• Texte fourni:
◆ ◆ ◆ ◆ ◆ ◆ ◆
Il est vrai que MM. Jabrun, de Cools et Vidal de Lingendes s’accordent à dire que les nègres de nos colonies savent ce qui se passe dans les colonies anglaises, et que leur soumission n’en est point ébranlée. Mais alors que signifie cette solennelle déclaration du conseil privé de la Guadeloupe (26 décembre 1838): «L’émancipation est désormais un fait inévitable, non seulement sous le point de vue des efforts tentés par les abolitionistes, mais encore comme conséquence de la position topographique de nos îles et de leur voisinage des îles anglaises.»

Au reste, il y a quelque chose qui prouve mieux que tous les raisonnemens l’ardeur avec laquelle les nègres soupirent après leur émancipation: c’est l’anxiété des planteurs. Si le mot liberté ne sonnait pas doucement à l’oreille de l’esclave, ce mot ne ferait par tressaillir le maître. Voilà toute la question en deux mots.

L’aversion des nègres pour le travail est devenue un argument contre leur émancipation. Nous y voyons, nous, la preuve que les nègres ne sont pas d’une autre nature que leurs maîtres. L’homme, quelle que soit sa couleur, ne peut pas se dépouiller à ce point de sa personnalité qu’il ne cherche son bien-être, au fond des peines qu’il se donne. Si le nègre hait le travail, c’est tout simplement parce que l’esclavage le lui a rendu odieux.

L’amour du travail, quoi qu’on en ait pu dire, est dans la nature même de l’homme. Nous ne ressentons pas de besoin plus impérieux que celui de déployer notre activité. Et le travail est-il autre chose que le déploiement de l’activité humaine? Le riche, dans notre organisation sociale, pourrait se livrer à un repos continu, mais il y trouverait tous les ennuis de l’âme et le dégoût de la vie; et c’est pour cela qu’il se donne le plaisir de la chasse, qui est pourtant une fatigue. A tout prendre, que sont la plupart de nos plaisirs? Des travaux attrayants; voilà tout. Et pour qu’un travail soit attrayant, quelle est la première de toutes les conditions, qu’il soit volontaire. Le travail pour les nègres est essentiellement forcé, comment auraient-ils pu ne pas le prendre en horreur?

Ici se présente un rapprochement bien douloureux. Que le travail des pauvres soit dénué d’attrait dans nos sociétés européennes, cela accuse certainement les vices de notre organisation sociale, et il est aisé de prévoir une époque de la civilisation où le travail, cessant d’être uniforme, continu, et improductif pour celui qui s’y livre, cessera d’être considéré comme une douleur et un fardeau. Mais enfin, on conçoit que les hommes soient condamnés à des travaux qui leur répugnent dans des contrées où la nature, moins prodigue, leur a donné beaucoup de besoins et offert peu de ressources. Mais qu’il en soit de même dans des contrées où la douceur du climat dispense presque de la nécessité de vêtements et du gîte, et où la fécondité naturelle du sol met en quelque sorte la nourriture de l’homme dans sa main; c’est ce qui ne s’explique que par les usurpations et les crimes de la force.
◆ ◆ ◆ ◆ ◆ ◆ ◆
• Lignes d'un jeu de données de pointage d'objets:
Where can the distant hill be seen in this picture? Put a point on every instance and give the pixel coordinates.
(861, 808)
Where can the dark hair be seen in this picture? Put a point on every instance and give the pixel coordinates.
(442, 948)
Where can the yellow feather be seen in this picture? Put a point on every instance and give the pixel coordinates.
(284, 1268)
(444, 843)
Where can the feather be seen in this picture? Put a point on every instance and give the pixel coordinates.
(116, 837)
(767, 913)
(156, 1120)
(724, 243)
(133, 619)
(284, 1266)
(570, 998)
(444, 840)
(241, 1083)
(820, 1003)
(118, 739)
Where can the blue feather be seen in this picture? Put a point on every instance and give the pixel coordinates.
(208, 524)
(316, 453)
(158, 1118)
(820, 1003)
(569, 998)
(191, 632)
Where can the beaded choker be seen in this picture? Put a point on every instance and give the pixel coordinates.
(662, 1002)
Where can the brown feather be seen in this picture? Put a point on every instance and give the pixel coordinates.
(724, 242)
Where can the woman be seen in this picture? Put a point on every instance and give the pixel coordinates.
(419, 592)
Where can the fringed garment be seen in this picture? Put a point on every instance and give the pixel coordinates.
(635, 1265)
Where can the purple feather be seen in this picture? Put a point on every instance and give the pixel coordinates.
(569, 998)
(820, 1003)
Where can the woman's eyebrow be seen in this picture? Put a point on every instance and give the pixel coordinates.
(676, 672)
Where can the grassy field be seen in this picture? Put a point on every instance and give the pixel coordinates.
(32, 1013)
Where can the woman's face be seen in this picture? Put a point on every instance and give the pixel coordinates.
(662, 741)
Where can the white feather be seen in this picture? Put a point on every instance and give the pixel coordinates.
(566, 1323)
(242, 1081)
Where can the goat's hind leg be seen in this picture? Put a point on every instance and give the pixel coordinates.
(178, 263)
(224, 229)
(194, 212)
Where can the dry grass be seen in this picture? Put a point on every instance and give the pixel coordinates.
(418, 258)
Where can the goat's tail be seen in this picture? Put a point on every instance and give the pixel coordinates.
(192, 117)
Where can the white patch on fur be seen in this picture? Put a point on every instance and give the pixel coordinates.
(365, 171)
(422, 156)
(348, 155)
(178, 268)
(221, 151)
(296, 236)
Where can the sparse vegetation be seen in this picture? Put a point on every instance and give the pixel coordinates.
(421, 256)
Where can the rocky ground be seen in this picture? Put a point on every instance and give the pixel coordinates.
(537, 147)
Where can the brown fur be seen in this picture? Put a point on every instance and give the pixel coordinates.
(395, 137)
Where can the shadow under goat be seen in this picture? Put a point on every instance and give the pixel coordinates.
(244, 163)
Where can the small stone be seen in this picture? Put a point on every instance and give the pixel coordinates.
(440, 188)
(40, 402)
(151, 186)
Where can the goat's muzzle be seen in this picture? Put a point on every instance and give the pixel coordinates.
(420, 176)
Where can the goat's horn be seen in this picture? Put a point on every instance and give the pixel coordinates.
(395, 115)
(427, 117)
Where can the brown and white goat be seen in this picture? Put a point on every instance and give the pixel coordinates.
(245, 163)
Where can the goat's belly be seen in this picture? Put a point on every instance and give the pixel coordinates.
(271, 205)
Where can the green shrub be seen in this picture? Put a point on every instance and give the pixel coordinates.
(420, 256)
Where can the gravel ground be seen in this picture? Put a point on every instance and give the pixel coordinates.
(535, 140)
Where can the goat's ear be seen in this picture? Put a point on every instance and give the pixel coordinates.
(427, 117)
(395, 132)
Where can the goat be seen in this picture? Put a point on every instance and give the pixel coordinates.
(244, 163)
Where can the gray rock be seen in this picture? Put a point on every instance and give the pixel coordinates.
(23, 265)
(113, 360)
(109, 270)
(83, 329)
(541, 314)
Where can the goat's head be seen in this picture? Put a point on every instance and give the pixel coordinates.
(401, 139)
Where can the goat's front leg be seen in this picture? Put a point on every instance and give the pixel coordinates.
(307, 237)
◆ ◆ ◆ ◆ ◆ ◆ ◆
• Problèmes à résoudre:
A. Recopiez mot pour mot, dans le texte sur l'esclavage, le passage qui va de « L’aversion des nègres » jusqu'à « a rendu odieux. ».
B. Répétez à l'identique les entrées, depuis le début des entrées jusqu'à la ligne contenant « (662, 1002) » incluse, et rien d'autre.

• Réponses par tâche:
A.
L’aversion des nègres pour le travail est devenue un argument contre leur émancipation. Nous y voyons, nous, la preuve que les nègres ne sont pas d’une autre nature que leurs maîtres. L’homme, quelle que soit sa couleur, ne peut pas se dépouiller à ce point de sa personnalité qu’il ne cherche son bien-être, au fond des peines qu’il se donne. Si le nègre hait le travail, c’est tout simplement parce que l’esclavage le lui a rendu odieux.

B.
Where can the distant hill be seen in this picture? Put a point on every instance and give the pixel coordinates.
(861, 808)
Where can the dark hair be seen in this picture? Put a point on every instance and give the pixel coordinates.
(442, 948)
Where can the yellow feather be seen in this picture? Put a point on every instance and give the pixel coordinates.
(284, 1268)
(444, 843)
Where can the feather be seen in this picture? Put a point on every instance and give the pixel coordinates.
(116, 837)
(767, 913)
(156, 1120)
(724, 243)
(133, 619)
(284, 1266)
(570, 998)
(444, 840)
(241, 1083)
(820, 1003)
(118, 739)
Where can the blue feather be seen in this picture? Put a point on every instance and give the pixel coordinates.
(208, 524)
(316, 453)
(158, 1118)
(820, 1003)
(569, 998)
(191, 632)
Where can the beaded choker be seen in this picture? Put a point on every instance and give the pixel coordinates.
(662, 1002)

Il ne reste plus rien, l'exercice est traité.